* Start *
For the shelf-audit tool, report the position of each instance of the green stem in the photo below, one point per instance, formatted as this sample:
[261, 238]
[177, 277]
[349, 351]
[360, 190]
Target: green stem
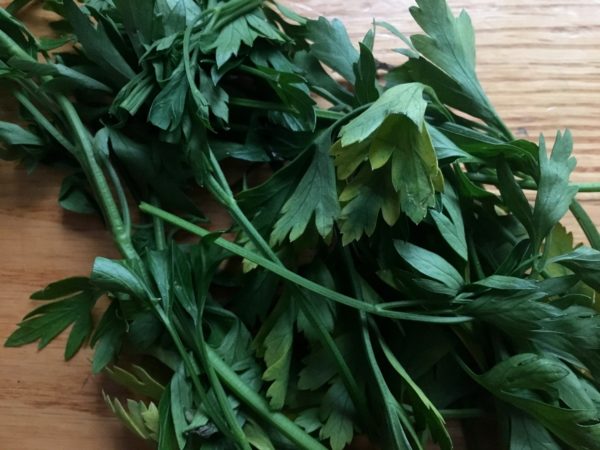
[326, 339]
[293, 277]
[95, 174]
[586, 223]
[43, 122]
[16, 6]
[159, 229]
[397, 436]
[116, 182]
[191, 370]
[121, 235]
[222, 402]
[530, 184]
[272, 106]
[474, 258]
[258, 404]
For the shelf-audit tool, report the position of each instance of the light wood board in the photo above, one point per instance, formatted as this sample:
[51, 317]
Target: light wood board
[539, 61]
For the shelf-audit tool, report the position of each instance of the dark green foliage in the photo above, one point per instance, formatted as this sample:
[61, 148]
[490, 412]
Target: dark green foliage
[368, 282]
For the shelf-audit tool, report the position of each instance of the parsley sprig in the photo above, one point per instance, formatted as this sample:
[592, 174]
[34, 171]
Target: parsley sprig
* End *
--- Your goal ---
Reproduce precisely the span of lines that begins at the line containing "of the light" and ends with the last line of the listing.

--- Written solution ---
For the shelf-audit tool, report the position of each instance of the light wood board in the photo above, one point per instance, formatted as this sample:
[51, 317]
Target: light wood board
[539, 61]
For the shelf-audit tool, report the position of each instance of the dark green foliage in the photo above, one point per instance, formatted as this sample:
[61, 148]
[490, 412]
Target: dark green foliage
[368, 282]
For the shelf-audit tool, report the position of each instance of the parsley sprig in the photo above, one point per instance, formatted as this sample:
[592, 174]
[34, 171]
Target: parsley sprig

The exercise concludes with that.